◆ WORK INSTRUCTIONS ◆
Retype everything from "The philosophical world" down to "was beyond dispute." in the passage below about the 1944 telepathy paper, keeping every word and punctuation mark unchanged.

◆ EXCERPTED PASSAGE ◆
☆ ☆ ☆

The philosophical world was startled in 1944 by the publication from the head of the Cambridge philosophy department of an extraordinary paper: a 15-page discussion in the journal Philosophy on “The Experimental Establishment of Telepathic Precognition.”

Of course this was not the first time that a respected thinker had expressed belief in a fringe science. Newton himself was a devotee of alchemy, Alfred Russell Wallace was a firm believer in spiritualism, Sir William Crookes believed in the séance room materialisation of the dead. But this time it really looked different. To begin with, the author had a reputation as a supremely cautious man. Head of a faculty which included Bertrand Russell, Wittgenstein and Moore, his intellectual standing was beyond dispute.

Broad was not writing about his own experiments but about those of another academic, S.G. Soal, a mathematics lecturer at London University. Soal was a sceptic about psychical research. In the mid-1930s he had collected over 120,000 card guesses with no sign of above-chance results. He had become openly scornful of J.B. Rhine’s celebrated card-guessing experiments in America and Rhine’s claim to have demonstrated extrasensory perception (ESP). Yet it was these very results of Soal’s, apparently totally negative, that had led to the new findings. A colleague had urged Soal to look again at those discarded data and try the effect of scoring the guesses, not against the target card at which they were aimed, but against the cards just before and just after. As Soal later recounted, with much reluctance he made the check and found, to his surprise, two persons who had scored indisputably above the chance level on this new criterion. One of these subjects, Basil Shackleton, was then followed up by Soal in a new series of experiments and it was these that yielded the remarkable findings now signalled by Broad.

☆ ☆ ☆

◆ SUPPLIED ENTRIES ◆
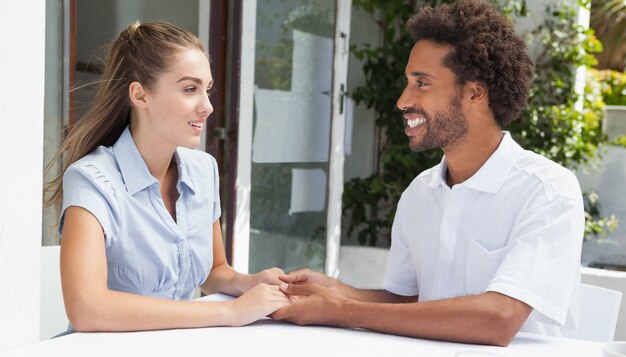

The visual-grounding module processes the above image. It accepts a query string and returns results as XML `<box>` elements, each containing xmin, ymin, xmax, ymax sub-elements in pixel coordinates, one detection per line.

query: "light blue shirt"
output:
<box><xmin>59</xmin><ymin>128</ymin><xmax>220</xmax><ymax>300</ymax></box>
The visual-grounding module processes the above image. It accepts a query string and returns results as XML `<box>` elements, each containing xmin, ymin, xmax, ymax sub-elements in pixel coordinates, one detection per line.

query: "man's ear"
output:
<box><xmin>128</xmin><ymin>81</ymin><xmax>148</xmax><ymax>108</ymax></box>
<box><xmin>465</xmin><ymin>82</ymin><xmax>488</xmax><ymax>105</ymax></box>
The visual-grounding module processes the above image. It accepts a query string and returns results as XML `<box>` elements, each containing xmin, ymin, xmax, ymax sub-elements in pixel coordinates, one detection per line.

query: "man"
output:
<box><xmin>273</xmin><ymin>0</ymin><xmax>584</xmax><ymax>346</ymax></box>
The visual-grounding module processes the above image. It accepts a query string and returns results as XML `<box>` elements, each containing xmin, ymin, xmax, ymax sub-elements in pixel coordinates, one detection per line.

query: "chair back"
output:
<box><xmin>570</xmin><ymin>284</ymin><xmax>622</xmax><ymax>342</ymax></box>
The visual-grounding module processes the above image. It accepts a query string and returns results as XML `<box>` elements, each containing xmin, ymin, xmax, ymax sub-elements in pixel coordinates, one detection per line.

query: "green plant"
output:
<box><xmin>583</xmin><ymin>191</ymin><xmax>617</xmax><ymax>238</ymax></box>
<box><xmin>589</xmin><ymin>69</ymin><xmax>626</xmax><ymax>105</ymax></box>
<box><xmin>343</xmin><ymin>0</ymin><xmax>610</xmax><ymax>245</ymax></box>
<box><xmin>591</xmin><ymin>0</ymin><xmax>626</xmax><ymax>71</ymax></box>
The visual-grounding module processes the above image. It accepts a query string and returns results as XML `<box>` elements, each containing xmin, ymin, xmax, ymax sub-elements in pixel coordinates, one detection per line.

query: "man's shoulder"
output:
<box><xmin>513</xmin><ymin>150</ymin><xmax>581</xmax><ymax>200</ymax></box>
<box><xmin>404</xmin><ymin>163</ymin><xmax>441</xmax><ymax>193</ymax></box>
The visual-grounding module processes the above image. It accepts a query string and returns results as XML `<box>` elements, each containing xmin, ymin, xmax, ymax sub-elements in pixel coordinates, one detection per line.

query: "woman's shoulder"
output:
<box><xmin>64</xmin><ymin>146</ymin><xmax>120</xmax><ymax>188</ymax></box>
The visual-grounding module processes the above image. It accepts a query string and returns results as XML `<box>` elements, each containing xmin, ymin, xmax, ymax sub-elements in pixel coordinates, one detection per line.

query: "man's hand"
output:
<box><xmin>271</xmin><ymin>282</ymin><xmax>349</xmax><ymax>327</ymax></box>
<box><xmin>239</xmin><ymin>268</ymin><xmax>285</xmax><ymax>293</ymax></box>
<box><xmin>280</xmin><ymin>269</ymin><xmax>337</xmax><ymax>289</ymax></box>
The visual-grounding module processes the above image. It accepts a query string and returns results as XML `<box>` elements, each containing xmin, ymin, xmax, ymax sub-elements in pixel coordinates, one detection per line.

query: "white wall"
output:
<box><xmin>0</xmin><ymin>0</ymin><xmax>45</xmax><ymax>351</ymax></box>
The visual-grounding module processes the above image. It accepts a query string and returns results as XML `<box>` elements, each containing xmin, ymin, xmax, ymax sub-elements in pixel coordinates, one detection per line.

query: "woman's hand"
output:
<box><xmin>240</xmin><ymin>268</ymin><xmax>285</xmax><ymax>292</ymax></box>
<box><xmin>228</xmin><ymin>284</ymin><xmax>290</xmax><ymax>326</ymax></box>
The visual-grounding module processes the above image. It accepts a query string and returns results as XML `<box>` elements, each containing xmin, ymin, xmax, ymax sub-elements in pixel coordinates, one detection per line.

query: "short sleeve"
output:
<box><xmin>383</xmin><ymin>195</ymin><xmax>418</xmax><ymax>296</ymax></box>
<box><xmin>211</xmin><ymin>156</ymin><xmax>222</xmax><ymax>223</ymax></box>
<box><xmin>487</xmin><ymin>197</ymin><xmax>584</xmax><ymax>326</ymax></box>
<box><xmin>59</xmin><ymin>165</ymin><xmax>119</xmax><ymax>247</ymax></box>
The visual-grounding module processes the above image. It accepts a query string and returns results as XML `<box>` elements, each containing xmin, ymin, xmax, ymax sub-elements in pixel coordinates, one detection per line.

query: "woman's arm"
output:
<box><xmin>61</xmin><ymin>206</ymin><xmax>289</xmax><ymax>331</ymax></box>
<box><xmin>200</xmin><ymin>220</ymin><xmax>285</xmax><ymax>296</ymax></box>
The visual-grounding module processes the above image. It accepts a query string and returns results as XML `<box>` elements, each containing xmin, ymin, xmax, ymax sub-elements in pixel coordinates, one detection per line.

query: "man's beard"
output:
<box><xmin>405</xmin><ymin>93</ymin><xmax>468</xmax><ymax>152</ymax></box>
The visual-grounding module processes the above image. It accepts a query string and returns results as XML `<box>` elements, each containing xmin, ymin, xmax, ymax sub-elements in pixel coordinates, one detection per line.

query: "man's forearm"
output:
<box><xmin>334</xmin><ymin>281</ymin><xmax>417</xmax><ymax>303</ymax></box>
<box><xmin>331</xmin><ymin>292</ymin><xmax>532</xmax><ymax>346</ymax></box>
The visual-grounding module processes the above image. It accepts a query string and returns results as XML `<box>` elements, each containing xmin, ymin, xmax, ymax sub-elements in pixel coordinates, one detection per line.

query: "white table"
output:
<box><xmin>0</xmin><ymin>298</ymin><xmax>602</xmax><ymax>357</ymax></box>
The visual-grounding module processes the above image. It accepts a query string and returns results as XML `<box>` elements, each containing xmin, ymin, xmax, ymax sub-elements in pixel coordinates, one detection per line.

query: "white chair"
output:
<box><xmin>568</xmin><ymin>284</ymin><xmax>622</xmax><ymax>342</ymax></box>
<box><xmin>39</xmin><ymin>245</ymin><xmax>68</xmax><ymax>341</ymax></box>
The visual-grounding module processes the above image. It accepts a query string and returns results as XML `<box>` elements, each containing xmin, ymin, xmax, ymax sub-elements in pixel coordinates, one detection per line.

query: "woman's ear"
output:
<box><xmin>128</xmin><ymin>81</ymin><xmax>148</xmax><ymax>108</ymax></box>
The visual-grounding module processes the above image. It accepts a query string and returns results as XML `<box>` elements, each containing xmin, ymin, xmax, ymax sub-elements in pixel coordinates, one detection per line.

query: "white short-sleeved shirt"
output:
<box><xmin>59</xmin><ymin>128</ymin><xmax>220</xmax><ymax>300</ymax></box>
<box><xmin>383</xmin><ymin>132</ymin><xmax>584</xmax><ymax>335</ymax></box>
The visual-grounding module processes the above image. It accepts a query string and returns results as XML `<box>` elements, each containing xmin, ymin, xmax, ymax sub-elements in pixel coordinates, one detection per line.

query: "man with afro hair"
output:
<box><xmin>273</xmin><ymin>0</ymin><xmax>584</xmax><ymax>346</ymax></box>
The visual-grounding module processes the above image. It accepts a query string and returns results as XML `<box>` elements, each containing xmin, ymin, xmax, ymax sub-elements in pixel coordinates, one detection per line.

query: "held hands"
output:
<box><xmin>272</xmin><ymin>269</ymin><xmax>348</xmax><ymax>326</ymax></box>
<box><xmin>272</xmin><ymin>283</ymin><xmax>348</xmax><ymax>326</ymax></box>
<box><xmin>229</xmin><ymin>283</ymin><xmax>290</xmax><ymax>326</ymax></box>
<box><xmin>241</xmin><ymin>268</ymin><xmax>285</xmax><ymax>292</ymax></box>
<box><xmin>280</xmin><ymin>269</ymin><xmax>338</xmax><ymax>290</ymax></box>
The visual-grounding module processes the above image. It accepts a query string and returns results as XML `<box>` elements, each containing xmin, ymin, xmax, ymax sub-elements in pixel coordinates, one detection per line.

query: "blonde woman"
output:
<box><xmin>47</xmin><ymin>22</ymin><xmax>289</xmax><ymax>331</ymax></box>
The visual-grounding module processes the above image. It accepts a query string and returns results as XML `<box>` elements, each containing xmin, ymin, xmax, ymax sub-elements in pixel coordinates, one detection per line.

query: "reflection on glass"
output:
<box><xmin>249</xmin><ymin>0</ymin><xmax>335</xmax><ymax>272</ymax></box>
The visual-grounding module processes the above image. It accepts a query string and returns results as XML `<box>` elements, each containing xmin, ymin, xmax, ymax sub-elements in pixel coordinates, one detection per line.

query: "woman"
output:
<box><xmin>47</xmin><ymin>22</ymin><xmax>289</xmax><ymax>331</ymax></box>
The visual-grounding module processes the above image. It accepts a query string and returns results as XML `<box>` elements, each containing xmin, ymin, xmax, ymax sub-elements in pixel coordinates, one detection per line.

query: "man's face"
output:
<box><xmin>397</xmin><ymin>40</ymin><xmax>468</xmax><ymax>152</ymax></box>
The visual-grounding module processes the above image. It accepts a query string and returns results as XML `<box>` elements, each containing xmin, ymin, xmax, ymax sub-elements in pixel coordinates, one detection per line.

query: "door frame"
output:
<box><xmin>227</xmin><ymin>0</ymin><xmax>352</xmax><ymax>277</ymax></box>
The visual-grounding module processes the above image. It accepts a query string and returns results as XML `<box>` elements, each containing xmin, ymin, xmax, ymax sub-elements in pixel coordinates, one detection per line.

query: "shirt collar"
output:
<box><xmin>174</xmin><ymin>148</ymin><xmax>196</xmax><ymax>193</ymax></box>
<box><xmin>113</xmin><ymin>127</ymin><xmax>196</xmax><ymax>195</ymax></box>
<box><xmin>428</xmin><ymin>131</ymin><xmax>524</xmax><ymax>193</ymax></box>
<box><xmin>113</xmin><ymin>127</ymin><xmax>158</xmax><ymax>195</ymax></box>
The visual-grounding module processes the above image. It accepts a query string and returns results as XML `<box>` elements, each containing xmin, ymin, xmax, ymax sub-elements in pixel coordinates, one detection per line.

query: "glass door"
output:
<box><xmin>233</xmin><ymin>0</ymin><xmax>350</xmax><ymax>274</ymax></box>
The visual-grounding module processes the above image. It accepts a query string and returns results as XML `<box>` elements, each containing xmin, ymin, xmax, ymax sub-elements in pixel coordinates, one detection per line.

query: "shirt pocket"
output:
<box><xmin>465</xmin><ymin>239</ymin><xmax>505</xmax><ymax>295</ymax></box>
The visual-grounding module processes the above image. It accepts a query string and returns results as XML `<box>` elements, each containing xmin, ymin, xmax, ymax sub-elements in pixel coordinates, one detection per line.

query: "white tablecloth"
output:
<box><xmin>0</xmin><ymin>299</ymin><xmax>602</xmax><ymax>357</ymax></box>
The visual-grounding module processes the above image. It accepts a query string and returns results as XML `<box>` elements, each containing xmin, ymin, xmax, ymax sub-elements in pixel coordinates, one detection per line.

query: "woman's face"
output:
<box><xmin>146</xmin><ymin>49</ymin><xmax>213</xmax><ymax>148</ymax></box>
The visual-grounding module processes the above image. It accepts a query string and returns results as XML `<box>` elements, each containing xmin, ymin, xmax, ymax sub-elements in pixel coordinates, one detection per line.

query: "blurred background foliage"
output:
<box><xmin>343</xmin><ymin>0</ymin><xmax>624</xmax><ymax>246</ymax></box>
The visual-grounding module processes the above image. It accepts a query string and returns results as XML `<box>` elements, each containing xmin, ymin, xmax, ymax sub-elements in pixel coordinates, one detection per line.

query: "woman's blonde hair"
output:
<box><xmin>44</xmin><ymin>22</ymin><xmax>204</xmax><ymax>205</ymax></box>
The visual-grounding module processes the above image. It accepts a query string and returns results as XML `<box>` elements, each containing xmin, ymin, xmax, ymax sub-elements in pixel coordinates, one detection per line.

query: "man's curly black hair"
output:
<box><xmin>407</xmin><ymin>0</ymin><xmax>533</xmax><ymax>127</ymax></box>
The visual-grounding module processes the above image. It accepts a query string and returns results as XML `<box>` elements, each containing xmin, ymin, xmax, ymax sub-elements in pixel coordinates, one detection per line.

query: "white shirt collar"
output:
<box><xmin>428</xmin><ymin>131</ymin><xmax>524</xmax><ymax>193</ymax></box>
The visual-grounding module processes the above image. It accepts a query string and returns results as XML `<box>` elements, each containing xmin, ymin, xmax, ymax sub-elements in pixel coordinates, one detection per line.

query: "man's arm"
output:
<box><xmin>280</xmin><ymin>269</ymin><xmax>417</xmax><ymax>303</ymax></box>
<box><xmin>272</xmin><ymin>284</ymin><xmax>532</xmax><ymax>346</ymax></box>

☆ ☆ ☆

◆ SOLUTION ◆
The philosophical world was startled in 1944 by the publication from the head of the Cambridge philosophy department of an extraordinary paper: a 15-page discussion in the journal Philosophy on “The Experimental Establishment of Telepathic Precognition.”

Of course this was not the first time that a respected thinker had expressed belief in a fringe science. Newton himself was a devotee of alchemy, Alfred Russell Wallace was a firm believer in spiritualism, Sir William Crookes believed in the séance room materialisation of the dead. But this time it really looked different. To begin with, the author had a reputation as a supremely cautious man. Head of a faculty which included Bertrand Russell, Wittgenstein and Moore, his intellectual standing was beyond dispute.